• **Text shown**:

• • •

Elder abuse is a viscous problem in the United States, and it is only getting worse. Now, a number of states are toughening laws aimed at protecting senior citizens.
Senior citizens, like children, are often the victims of several forms of abuse and neglect. In addition to physical abuse, they may also fall prey to financial and prescription drug abuse.
Most family members who take are given custody over elderly relatives are dedicated, loving, and do their best to care for their aging relative. A bad few, however, will use the power they are given to divert prescription drugs, including narcotics, for their own use. Some will also spend the life savings accumulated by the senior, wasting it on personal items, travel, and expenses not related to the care of their charge. According to a 2011 study, seniors lose $2.9 billion dollars a year through financial abuse by those charged with helping them. The AARP estimates one out of every six seniors fall prey to this kind of crime.
A new bill now before the Vermont Senate would allow investigators to have access to medical and financial records of seniors. Under current law, a relative with power of attorney can refuse to turn those records over to the authorities. Prosecutors tell the press it is difficult to prove allegations of elder abuse without having access to this data. Lawmakers in the Green Mountain State will attempt to bring the bill up for a vote on Tuesday, March 18th.
In Iowa, lawmakers are crafting another bill that has the same goal of reducing abuse of the elderly. The Hawkeye State has one of the lowest percentages of elderly people in the country. But, there are few regulations in the state protecting senior citizens from potential abuse. For seniors who are not legally dependent on someone else, Iowa offers no specific laws directed at preventing abuse of senior citizens.
As elder abuse becomes more common, laws in individual states are likely to be strengthened by lawmakers in other states as well.

• • •

• **Records provided**:
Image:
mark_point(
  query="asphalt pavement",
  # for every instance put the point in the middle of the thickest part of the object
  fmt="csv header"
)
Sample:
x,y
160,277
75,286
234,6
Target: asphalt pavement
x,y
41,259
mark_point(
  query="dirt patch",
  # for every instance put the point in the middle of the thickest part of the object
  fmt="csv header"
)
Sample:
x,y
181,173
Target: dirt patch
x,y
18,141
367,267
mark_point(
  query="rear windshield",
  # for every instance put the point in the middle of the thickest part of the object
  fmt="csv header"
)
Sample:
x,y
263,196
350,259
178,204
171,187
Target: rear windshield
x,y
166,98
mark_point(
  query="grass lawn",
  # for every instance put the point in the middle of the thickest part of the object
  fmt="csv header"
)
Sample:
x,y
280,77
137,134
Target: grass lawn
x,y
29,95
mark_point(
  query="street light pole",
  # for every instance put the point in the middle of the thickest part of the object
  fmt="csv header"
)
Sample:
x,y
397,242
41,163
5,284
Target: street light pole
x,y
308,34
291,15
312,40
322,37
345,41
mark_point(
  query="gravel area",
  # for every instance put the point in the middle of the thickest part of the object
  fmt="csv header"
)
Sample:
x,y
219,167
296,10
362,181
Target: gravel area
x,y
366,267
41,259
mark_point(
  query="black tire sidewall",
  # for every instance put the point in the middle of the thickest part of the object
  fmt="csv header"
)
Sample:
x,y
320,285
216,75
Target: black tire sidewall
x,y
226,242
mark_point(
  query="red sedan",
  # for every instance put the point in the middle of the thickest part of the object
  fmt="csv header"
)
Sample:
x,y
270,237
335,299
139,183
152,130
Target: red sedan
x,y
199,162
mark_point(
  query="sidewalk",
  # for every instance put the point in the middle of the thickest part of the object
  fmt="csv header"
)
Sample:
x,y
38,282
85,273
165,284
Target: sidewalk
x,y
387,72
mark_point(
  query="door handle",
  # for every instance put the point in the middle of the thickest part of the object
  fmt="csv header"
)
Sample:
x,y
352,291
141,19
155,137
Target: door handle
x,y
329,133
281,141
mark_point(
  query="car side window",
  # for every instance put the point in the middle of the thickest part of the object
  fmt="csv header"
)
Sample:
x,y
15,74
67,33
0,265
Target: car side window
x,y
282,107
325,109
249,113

• • •

• **Instructions**:
(a) According to the elder abuse article, what share of seniors does the AARP estimate fall prey to financial abuse?
(b) Retype the portion of the elder abuse article from "A new bill now" to "of senior citizens.".

• **Completed exercise**:
(a) One out of every six seniors.

(b)
A new bill now before the Vermont Senate would allow investigators to have access to medical and financial records of seniors. Under current law, a relative with power of attorney can refuse to turn those records over to the authorities. Prosecutors tell the press it is difficult to prove allegations of elder abuse without having access to this data. Lawmakers in the Green Mountain State will attempt to bring the bill up for a vote on Tuesday, March 18th.
In Iowa, lawmakers are crafting another bill that has the same goal of reducing abuse of the elderly. The Hawkeye State has one of the lowest percentages of elderly people in the country. But, there are few regulations in the state protecting senior citizens from potential abuse. For seniors who are not legally dependent on someone else, Iowa offers no specific laws directed at preventing abuse of senior citizens.